--- Begin Material provided ---

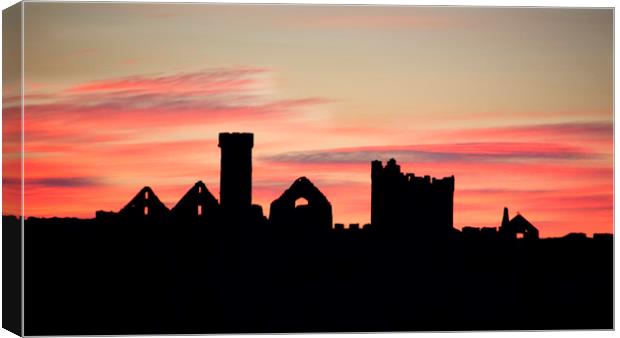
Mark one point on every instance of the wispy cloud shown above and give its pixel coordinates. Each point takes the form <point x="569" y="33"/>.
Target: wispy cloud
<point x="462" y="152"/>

--- End Material provided ---
--- Begin Material provided ---

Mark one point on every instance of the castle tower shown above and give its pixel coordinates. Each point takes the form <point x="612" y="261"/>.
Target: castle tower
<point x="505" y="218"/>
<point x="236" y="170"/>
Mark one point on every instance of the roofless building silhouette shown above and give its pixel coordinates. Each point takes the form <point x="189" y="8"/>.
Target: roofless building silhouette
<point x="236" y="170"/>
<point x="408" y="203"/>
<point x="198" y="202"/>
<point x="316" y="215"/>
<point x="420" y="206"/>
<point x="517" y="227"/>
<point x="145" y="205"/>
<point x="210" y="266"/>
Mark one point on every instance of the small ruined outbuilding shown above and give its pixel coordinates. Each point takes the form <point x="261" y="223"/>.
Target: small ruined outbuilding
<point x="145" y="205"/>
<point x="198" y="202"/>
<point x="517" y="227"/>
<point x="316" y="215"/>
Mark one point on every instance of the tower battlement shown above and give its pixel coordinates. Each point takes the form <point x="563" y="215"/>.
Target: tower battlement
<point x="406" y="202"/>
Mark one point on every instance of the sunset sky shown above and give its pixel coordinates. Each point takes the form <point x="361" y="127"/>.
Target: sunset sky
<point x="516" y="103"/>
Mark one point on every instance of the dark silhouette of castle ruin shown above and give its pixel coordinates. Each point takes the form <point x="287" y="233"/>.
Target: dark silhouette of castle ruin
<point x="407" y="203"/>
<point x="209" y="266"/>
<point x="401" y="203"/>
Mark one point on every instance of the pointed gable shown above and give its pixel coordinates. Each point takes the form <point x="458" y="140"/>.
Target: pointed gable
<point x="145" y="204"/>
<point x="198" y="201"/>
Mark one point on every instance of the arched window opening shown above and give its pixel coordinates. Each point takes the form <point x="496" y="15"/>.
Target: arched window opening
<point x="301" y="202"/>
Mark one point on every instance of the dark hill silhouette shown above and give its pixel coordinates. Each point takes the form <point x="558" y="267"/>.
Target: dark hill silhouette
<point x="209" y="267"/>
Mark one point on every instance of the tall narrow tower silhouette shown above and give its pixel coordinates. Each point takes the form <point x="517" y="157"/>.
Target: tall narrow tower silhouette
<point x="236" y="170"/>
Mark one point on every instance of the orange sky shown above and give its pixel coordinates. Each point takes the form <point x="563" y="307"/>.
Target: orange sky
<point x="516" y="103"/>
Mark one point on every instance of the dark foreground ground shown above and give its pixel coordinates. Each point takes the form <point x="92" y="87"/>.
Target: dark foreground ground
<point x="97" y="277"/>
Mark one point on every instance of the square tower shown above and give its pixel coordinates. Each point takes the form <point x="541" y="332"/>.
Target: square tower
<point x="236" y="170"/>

--- End Material provided ---
--- Begin Material provided ---

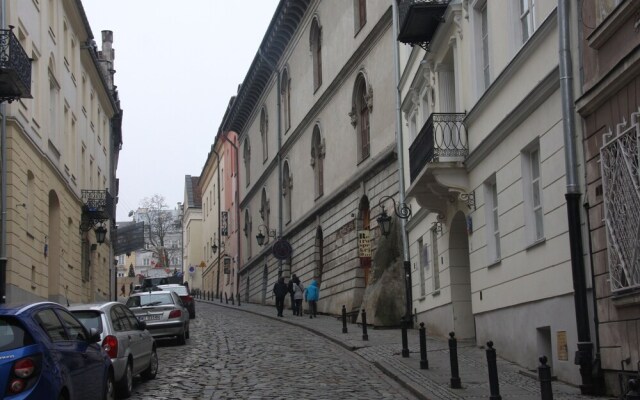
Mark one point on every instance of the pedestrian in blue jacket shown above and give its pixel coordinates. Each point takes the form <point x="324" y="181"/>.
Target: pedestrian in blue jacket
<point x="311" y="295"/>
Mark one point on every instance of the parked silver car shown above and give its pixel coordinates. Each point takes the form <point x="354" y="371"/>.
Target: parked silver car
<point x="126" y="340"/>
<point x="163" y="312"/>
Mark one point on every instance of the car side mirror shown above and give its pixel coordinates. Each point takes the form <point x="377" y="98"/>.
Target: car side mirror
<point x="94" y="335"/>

--- End Material provided ---

-- Given request --
Show every line of the data above that contains the string "arched", matching case exactly.

-- Written answer --
Mark one point on every instance of the arched window opening shown above and give its pixel coordinates. Each point takes the form <point x="496" y="15"/>.
Target: arched window opening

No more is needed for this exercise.